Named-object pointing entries
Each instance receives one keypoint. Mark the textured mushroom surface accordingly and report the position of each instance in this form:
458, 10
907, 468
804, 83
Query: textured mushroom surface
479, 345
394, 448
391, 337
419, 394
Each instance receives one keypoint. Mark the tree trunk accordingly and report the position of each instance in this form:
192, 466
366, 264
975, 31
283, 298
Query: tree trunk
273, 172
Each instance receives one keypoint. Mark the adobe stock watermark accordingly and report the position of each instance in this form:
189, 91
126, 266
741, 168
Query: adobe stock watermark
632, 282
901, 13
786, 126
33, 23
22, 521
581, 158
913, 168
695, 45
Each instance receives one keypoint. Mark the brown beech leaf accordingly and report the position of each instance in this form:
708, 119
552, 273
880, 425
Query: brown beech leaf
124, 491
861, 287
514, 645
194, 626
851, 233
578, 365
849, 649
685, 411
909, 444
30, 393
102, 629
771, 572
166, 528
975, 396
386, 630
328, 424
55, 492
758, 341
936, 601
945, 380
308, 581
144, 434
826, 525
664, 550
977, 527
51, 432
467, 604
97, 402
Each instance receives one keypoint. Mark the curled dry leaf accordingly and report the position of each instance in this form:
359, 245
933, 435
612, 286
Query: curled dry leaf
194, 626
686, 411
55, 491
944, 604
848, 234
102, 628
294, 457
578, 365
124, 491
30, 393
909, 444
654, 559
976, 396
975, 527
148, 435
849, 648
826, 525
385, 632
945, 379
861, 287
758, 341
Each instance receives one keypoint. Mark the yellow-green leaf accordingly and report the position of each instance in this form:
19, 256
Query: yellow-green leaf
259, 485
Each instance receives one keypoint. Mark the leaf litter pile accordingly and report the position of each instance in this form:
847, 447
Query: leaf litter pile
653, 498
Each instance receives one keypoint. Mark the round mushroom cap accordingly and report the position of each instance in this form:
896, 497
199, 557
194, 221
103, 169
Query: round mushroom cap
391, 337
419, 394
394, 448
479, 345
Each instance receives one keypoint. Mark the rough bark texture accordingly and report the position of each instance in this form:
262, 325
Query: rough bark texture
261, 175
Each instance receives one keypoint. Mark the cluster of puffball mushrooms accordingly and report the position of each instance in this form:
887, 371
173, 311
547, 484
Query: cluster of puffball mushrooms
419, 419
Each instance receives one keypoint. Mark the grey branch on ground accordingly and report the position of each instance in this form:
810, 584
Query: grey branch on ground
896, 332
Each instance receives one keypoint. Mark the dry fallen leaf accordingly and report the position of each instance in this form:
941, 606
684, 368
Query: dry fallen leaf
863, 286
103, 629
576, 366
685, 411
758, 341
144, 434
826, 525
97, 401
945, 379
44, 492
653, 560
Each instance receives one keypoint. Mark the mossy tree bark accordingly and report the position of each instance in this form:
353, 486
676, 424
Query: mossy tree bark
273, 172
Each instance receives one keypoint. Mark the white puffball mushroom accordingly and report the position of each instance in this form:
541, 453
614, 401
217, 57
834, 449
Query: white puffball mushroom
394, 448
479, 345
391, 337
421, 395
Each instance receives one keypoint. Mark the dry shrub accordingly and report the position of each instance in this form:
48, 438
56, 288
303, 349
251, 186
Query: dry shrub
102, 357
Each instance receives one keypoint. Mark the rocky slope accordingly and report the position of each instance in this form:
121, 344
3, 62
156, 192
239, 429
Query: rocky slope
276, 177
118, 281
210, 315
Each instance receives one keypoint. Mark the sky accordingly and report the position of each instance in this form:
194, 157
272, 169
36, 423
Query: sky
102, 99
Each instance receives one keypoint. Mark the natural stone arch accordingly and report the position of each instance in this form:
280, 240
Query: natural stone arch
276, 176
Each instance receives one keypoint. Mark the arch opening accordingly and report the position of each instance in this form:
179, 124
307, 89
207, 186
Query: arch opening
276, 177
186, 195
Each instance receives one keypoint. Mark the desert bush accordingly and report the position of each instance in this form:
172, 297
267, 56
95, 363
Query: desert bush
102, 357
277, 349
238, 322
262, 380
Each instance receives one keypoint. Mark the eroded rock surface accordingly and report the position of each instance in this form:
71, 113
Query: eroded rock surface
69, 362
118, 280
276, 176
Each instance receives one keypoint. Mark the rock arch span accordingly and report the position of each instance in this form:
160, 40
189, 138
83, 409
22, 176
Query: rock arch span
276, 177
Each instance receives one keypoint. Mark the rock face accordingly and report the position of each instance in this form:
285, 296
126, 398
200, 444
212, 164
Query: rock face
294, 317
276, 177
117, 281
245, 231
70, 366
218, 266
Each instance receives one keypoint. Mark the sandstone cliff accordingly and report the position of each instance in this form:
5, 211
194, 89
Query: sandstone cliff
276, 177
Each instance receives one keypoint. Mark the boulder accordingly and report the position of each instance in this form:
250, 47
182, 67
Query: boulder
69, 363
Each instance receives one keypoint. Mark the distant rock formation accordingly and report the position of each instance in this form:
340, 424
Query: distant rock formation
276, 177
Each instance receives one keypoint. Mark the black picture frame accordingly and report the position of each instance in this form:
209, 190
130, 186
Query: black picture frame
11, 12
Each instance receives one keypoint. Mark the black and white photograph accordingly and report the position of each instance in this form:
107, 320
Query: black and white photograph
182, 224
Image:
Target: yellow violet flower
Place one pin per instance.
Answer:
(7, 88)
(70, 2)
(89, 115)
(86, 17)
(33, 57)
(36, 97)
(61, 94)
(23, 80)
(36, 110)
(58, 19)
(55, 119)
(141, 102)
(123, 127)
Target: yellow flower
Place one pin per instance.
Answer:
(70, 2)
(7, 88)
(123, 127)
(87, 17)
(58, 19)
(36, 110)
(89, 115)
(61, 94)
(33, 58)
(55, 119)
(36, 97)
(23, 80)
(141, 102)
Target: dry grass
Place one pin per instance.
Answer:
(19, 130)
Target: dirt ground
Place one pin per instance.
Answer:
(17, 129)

YOUR TASK. Render every line of the data above as a numbered list, leaving out blank lines.

FINAL RESULT.
1. Each instance receives one keypoint. Mark the textured mushroom surface accordingly and report the position of each instance in this form:
2. 458, 10
3. 907, 468
4. 804, 83
5. Query: textured mushroom surface
6. 479, 345
7. 394, 448
8. 391, 337
9. 419, 394
10. Each instance receives one keypoint. Mark the tree trunk accordingly and report the position of each instance in this form:
11. 192, 466
12. 366, 264
13. 975, 31
14. 283, 298
15. Query: tree trunk
16. 273, 172
17. Each instance receives one keypoint. Mark the adobe stock watermark accordingly and report the position of each instance in this form:
18. 189, 91
19. 126, 266
20. 741, 168
21. Query: adobe stock watermark
22. 632, 282
23. 901, 13
24. 786, 126
25. 33, 23
26. 22, 521
27. 581, 158
28. 913, 168
29. 695, 45
30. Each instance receives one keypoint. Mark the brown beech leaf accordingly and report the position of each instance in this form:
31. 708, 119
32. 552, 273
33. 880, 425
34. Query: brown beech leaf
35. 124, 491
36. 861, 287
37. 514, 645
38. 194, 626
39. 851, 233
40. 578, 365
41. 849, 649
42. 685, 411
43. 909, 444
44. 30, 393
45. 102, 629
46. 771, 572
47. 166, 528
48. 975, 396
49. 386, 630
50. 328, 424
51. 55, 492
52. 758, 341
53. 936, 601
54. 945, 380
55. 308, 581
56. 144, 434
57. 826, 525
58. 664, 550
59. 977, 527
60. 51, 432
61. 467, 604
62. 97, 402
63. Each instance receives one keypoint. Mark the curled dry leaf accordingly and report the position of each instance in this form:
64. 359, 245
65. 933, 435
66. 612, 286
67. Query: curled dry leaf
68. 194, 626
69. 686, 411
70. 55, 491
71. 944, 604
72. 848, 234
73. 102, 628
74. 294, 457
75. 578, 365
76. 124, 491
77. 30, 393
78. 909, 444
79. 654, 559
80. 976, 396
81. 975, 527
82. 148, 435
83. 849, 648
84. 826, 525
85. 385, 632
86. 945, 379
87. 861, 287
88. 758, 341
89. Each instance receives one keypoint. Mark the yellow-green leaf accordingly and report the position of each instance in this form:
90. 19, 256
91. Query: yellow-green leaf
92. 259, 485
93. Each instance receives one keypoint. Mark the leaf litter pile accordingly and report the position of each instance in this form:
94. 847, 447
95. Query: leaf litter pile
96. 653, 498
97. Each instance receives one keypoint. Mark the round mushroom cap accordingly and report the position of each instance in this form:
98. 896, 497
99. 199, 557
100. 194, 221
101. 103, 169
102. Query: round mushroom cap
103. 391, 337
104. 419, 394
105. 394, 448
106. 479, 345
107. Each instance receives one keypoint. Mark the rough bark texture accordingly and report the position of each instance in this form:
108. 262, 325
109. Query: rough bark texture
110. 261, 175
111. Each instance receives one keypoint. Mark the cluster of puffball mushrooms accordingly and report the position of each instance in this form:
112. 887, 371
113. 173, 311
114. 547, 484
115. Query: cluster of puffball mushrooms
116. 419, 419
117. Each instance receives one keypoint. Mark the grey branch on ground accordingly and report the position of each instance in this form:
118. 810, 584
119. Query: grey branch on ground
120. 896, 332
121. Each instance receives one keypoint. Mark the dry fallen leaf accordingly and report the position of each instance in this form:
122. 941, 606
123. 684, 368
124. Query: dry fallen leaf
125. 863, 286
126. 103, 629
127. 576, 366
128. 685, 411
129. 758, 341
130. 144, 434
131. 826, 525
132. 97, 401
133. 945, 379
134. 44, 492
135. 653, 560
136. Each instance receives one keypoint. Mark the mossy tree bark accordingly and report the position of each instance in this form:
137. 353, 486
138. 676, 424
139. Query: mossy tree bark
140. 273, 172
141. Each instance receives one keypoint. Mark the white puffball mushroom accordingly and report the position of each instance in this form:
142. 541, 453
143. 614, 401
144. 217, 57
145. 834, 449
146. Query: white puffball mushroom
147. 394, 448
148. 479, 345
149. 391, 337
150. 421, 395
151. Each instance receives one keypoint. Mark the dry shrub accordingly and report the position of each instance in this form:
152. 48, 438
153. 56, 288
154. 303, 349
155. 251, 186
156. Query: dry shrub
157. 102, 357
158. Each instance receives one keypoint. Mark the rocky slope accordingly and report the position of each instance in this form:
159. 121, 344
160. 3, 62
161. 156, 192
162. 239, 429
163. Query: rocky slope
164. 276, 177
165. 118, 281
166. 210, 315
167. Each instance receives one keypoint. Mark the sky accordingly and report the position of each instance in this form:
168. 194, 157
169. 272, 169
170. 36, 423
171. Query: sky
172. 102, 99
173. Each instance receives one keypoint. Mark the natural stone arch accordingly and report the position of each instance in this form:
174. 280, 240
175. Query: natural stone arch
176. 276, 176
177. Each instance receives one keypoint. Mark the arch opening accordingly and report the position of each instance in this form:
178. 179, 124
179. 307, 89
180. 207, 186
181. Query: arch opening
182. 276, 177
183. 186, 195
184. Each instance receives one keypoint. Mark the desert bush accordingly and report the position of each instance in this form:
185. 172, 297
186. 267, 56
187. 95, 363
188. Query: desert bush
189. 102, 357
190. 277, 349
191. 238, 322
192. 262, 380
193. Each instance receives one keypoint. Mark the eroded rock surface accordingly and report the position of each instance in this form:
194. 71, 113
195. Query: eroded rock surface
196. 69, 362
197. 118, 280
198. 276, 176
199. Each instance receives one keypoint. Mark the rock arch span accordingly and report the position of each instance in this form:
200. 160, 40
201. 189, 138
202. 83, 409
203. 22, 176
204. Query: rock arch span
205. 276, 177
206. Each instance receives one keypoint. Mark the rock face accordingly and report the position of each instance in this form:
207. 285, 296
208. 126, 398
209. 200, 444
210. 212, 164
211. Query: rock face
212. 294, 317
213. 276, 177
214. 117, 281
215. 245, 231
216. 70, 366
217. 218, 266
218. Each instance receives one keypoint. Mark the sandstone cliff accordingly and report the position of each instance in this form:
219. 5, 211
220. 194, 89
221. Query: sandstone cliff
222. 276, 177
223. Each instance receives one keypoint. Mark the boulder accordingly and report the position of each instance in this form:
224. 250, 47
225. 182, 67
226. Query: boulder
227. 69, 363
228. Each instance receives one keypoint. Mark the distant rock formation accordingly and report the position of each instance in this form:
229. 340, 424
230. Query: distant rock formation
231. 276, 177
232. Each instance receives one keypoint. Mark the black picture frame accordingly and report the position of each instance in this form:
233. 209, 190
234. 130, 186
235. Query: black picture frame
236. 11, 12
237. Each instance receives one keypoint. Mark the black and white photograph accordingly and report the position of each instance in this form:
238. 107, 320
239. Query: black and white photograph
240. 182, 224
241. Image:
242. Target: yellow violet flower
243. Place one pin per instance.
244. Answer:
245. (7, 88)
246. (70, 2)
247. (89, 115)
248. (86, 17)
249. (33, 57)
250. (36, 97)
251. (61, 94)
252. (23, 80)
253. (36, 110)
254. (58, 19)
255. (55, 119)
256. (141, 102)
257. (123, 127)
258. Target: yellow flower
259. Place one pin per instance.
260. Answer:
261. (70, 2)
262. (7, 88)
263. (123, 127)
264. (87, 17)
265. (58, 19)
266. (36, 110)
267. (89, 115)
268. (61, 94)
269. (33, 58)
270. (55, 119)
271. (36, 97)
272. (23, 80)
273. (141, 102)
274. Target: dry grass
275. Place one pin per instance.
276. Answer:
277. (19, 130)
278. Target: dirt ground
279. Place one pin per instance.
280. Answer:
281. (17, 129)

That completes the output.